_Record list_
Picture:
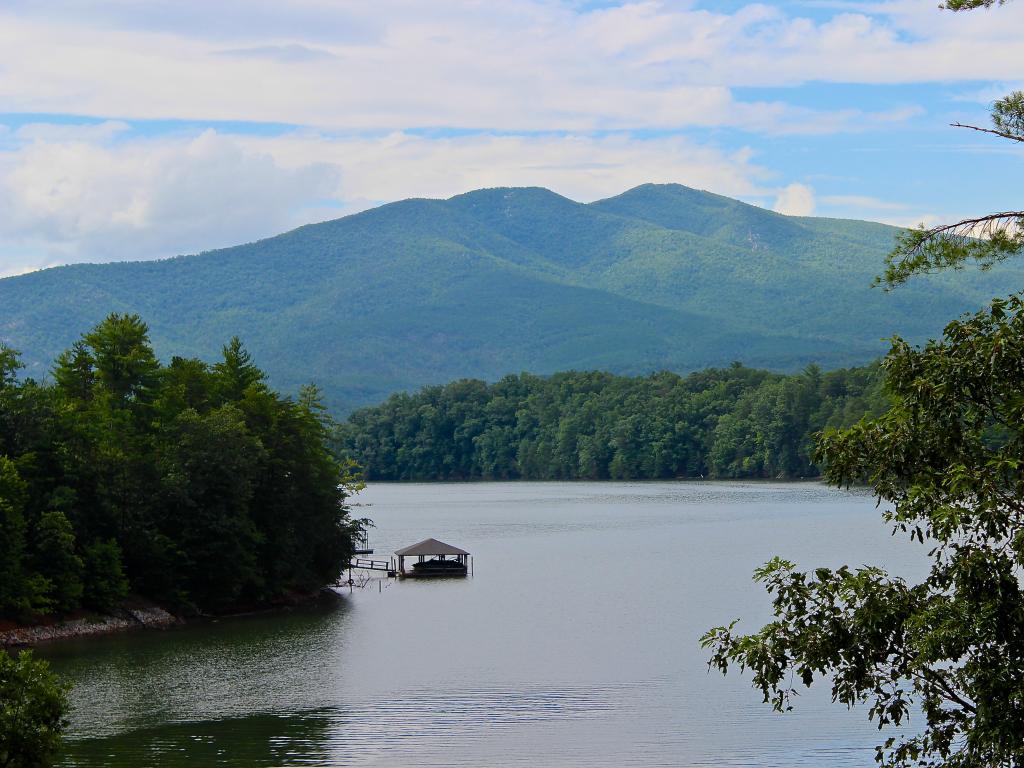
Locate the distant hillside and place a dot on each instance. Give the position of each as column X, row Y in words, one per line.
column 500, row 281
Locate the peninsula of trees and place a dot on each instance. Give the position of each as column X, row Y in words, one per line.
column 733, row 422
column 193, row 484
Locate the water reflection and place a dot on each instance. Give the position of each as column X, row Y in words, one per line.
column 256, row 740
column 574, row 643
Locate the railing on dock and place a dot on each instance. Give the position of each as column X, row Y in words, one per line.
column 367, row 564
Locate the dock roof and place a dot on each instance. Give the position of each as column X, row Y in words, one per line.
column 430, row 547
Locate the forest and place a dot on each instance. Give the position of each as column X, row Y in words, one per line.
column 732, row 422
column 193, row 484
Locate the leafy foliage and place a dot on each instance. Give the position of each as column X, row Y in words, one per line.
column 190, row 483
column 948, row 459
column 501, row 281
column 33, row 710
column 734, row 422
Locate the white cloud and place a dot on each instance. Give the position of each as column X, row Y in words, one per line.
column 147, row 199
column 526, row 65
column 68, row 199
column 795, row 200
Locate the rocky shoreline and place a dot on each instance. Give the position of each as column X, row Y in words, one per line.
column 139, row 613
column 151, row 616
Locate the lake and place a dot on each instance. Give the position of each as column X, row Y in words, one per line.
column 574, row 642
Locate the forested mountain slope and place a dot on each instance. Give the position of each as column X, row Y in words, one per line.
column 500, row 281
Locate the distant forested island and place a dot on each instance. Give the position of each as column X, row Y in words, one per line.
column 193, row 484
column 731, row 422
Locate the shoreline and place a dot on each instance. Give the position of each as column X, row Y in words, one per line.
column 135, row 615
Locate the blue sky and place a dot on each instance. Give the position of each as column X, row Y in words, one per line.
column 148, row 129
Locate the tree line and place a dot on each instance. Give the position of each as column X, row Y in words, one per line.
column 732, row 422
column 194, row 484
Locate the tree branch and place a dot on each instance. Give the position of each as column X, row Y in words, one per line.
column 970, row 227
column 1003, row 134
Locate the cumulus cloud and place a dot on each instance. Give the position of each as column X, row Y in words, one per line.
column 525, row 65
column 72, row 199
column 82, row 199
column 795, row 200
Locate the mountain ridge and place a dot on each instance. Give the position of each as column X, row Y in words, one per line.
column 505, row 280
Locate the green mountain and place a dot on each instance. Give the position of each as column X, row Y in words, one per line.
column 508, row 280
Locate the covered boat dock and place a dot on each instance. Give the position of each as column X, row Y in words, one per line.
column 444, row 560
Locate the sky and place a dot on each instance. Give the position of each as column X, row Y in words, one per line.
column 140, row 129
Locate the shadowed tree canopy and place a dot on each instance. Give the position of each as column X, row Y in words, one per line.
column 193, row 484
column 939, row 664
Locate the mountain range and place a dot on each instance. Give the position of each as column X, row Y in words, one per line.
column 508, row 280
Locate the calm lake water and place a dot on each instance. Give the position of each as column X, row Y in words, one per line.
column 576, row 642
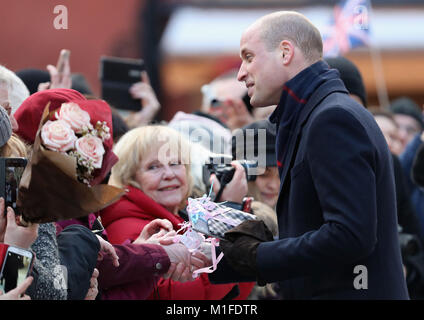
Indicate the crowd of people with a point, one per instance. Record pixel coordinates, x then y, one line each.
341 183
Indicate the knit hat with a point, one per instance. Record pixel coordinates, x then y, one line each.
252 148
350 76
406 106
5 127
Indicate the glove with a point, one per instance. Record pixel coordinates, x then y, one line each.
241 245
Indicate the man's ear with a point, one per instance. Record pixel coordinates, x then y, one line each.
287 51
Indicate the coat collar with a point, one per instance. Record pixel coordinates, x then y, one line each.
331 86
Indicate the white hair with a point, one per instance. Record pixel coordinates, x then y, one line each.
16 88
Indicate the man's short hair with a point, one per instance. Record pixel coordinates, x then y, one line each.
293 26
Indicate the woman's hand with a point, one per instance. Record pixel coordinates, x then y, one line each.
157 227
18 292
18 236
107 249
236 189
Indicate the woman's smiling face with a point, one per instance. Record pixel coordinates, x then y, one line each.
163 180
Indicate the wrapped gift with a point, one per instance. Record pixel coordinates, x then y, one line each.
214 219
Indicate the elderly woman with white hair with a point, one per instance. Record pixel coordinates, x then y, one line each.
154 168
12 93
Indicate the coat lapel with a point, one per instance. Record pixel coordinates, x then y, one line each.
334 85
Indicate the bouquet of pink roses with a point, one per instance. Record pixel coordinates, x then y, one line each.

--

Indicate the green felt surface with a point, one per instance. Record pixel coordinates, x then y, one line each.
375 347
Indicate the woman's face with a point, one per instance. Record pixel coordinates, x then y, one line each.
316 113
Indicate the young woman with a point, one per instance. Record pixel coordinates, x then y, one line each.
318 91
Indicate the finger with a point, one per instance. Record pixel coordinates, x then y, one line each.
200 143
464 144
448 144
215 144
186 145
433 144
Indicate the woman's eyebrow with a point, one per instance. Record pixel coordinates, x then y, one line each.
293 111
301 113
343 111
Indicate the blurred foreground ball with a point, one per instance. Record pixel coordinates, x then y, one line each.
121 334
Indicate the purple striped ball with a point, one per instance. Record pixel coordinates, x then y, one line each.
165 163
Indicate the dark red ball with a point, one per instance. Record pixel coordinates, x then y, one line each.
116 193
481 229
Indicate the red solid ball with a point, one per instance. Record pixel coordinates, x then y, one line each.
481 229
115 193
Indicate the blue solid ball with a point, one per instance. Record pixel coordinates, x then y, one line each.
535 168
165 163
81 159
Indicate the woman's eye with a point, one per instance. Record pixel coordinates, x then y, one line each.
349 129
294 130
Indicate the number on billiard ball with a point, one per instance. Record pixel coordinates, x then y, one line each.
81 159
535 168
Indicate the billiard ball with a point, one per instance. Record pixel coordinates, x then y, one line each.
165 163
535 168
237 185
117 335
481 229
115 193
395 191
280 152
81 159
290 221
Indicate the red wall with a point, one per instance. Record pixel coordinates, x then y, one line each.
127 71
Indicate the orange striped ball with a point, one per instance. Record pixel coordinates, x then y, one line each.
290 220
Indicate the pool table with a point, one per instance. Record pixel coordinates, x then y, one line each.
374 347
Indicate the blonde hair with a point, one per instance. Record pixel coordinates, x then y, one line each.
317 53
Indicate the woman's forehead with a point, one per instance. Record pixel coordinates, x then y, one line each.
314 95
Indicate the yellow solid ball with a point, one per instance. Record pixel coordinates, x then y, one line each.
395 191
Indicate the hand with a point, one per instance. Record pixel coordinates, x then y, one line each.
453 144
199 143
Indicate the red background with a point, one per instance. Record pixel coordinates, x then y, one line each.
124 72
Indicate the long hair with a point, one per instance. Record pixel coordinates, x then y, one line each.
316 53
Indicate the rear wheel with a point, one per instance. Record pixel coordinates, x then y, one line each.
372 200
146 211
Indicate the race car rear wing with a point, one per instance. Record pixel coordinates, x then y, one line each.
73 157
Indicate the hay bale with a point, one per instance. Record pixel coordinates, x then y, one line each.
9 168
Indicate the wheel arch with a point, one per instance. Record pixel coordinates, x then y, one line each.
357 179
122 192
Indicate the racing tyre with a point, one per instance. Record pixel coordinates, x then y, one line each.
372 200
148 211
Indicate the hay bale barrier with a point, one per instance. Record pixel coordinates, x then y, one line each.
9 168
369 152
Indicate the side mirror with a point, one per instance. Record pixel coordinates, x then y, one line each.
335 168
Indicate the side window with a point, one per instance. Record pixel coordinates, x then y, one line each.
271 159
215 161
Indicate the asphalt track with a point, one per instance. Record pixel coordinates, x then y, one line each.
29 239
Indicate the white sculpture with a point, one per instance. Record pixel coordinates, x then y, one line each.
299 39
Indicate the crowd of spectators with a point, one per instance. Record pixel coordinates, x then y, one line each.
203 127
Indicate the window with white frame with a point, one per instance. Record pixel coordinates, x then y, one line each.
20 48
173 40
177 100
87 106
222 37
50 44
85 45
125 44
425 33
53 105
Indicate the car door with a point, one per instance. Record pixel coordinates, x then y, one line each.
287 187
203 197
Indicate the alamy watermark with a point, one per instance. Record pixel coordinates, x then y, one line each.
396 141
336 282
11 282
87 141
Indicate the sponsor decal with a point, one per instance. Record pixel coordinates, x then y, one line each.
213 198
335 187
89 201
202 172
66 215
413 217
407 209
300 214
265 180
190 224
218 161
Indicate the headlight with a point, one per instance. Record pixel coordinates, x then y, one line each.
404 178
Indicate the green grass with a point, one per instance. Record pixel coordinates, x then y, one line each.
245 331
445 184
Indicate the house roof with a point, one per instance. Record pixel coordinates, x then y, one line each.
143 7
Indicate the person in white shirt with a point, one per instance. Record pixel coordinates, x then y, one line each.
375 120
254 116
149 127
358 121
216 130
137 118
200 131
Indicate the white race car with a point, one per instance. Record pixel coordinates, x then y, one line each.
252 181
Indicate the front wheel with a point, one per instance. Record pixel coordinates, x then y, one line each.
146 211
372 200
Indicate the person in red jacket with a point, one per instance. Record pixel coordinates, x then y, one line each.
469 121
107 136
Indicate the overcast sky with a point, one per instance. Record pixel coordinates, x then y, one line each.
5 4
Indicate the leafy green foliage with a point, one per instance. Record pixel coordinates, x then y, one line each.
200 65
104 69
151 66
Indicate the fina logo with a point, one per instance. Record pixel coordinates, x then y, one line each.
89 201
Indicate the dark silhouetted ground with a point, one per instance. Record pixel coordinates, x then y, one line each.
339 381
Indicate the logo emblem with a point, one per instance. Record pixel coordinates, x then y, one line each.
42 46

_Problem to solve_
Can you convert everything in the records above, from the line containing "Locate the shoreline" down to the line containing "column 148, row 129", into a JSON list of strings with one string per line and blank lines left out?

_Written reply_
[
  "Locate the shoreline and place a dot on each instance. Give the position of each as column X, row Y in words, one per line.",
  "column 135, row 615",
  "Locate the blue sky and place a dot on each instance. Give the position of each as column X, row Y in words, one per line.",
  "column 148, row 129"
]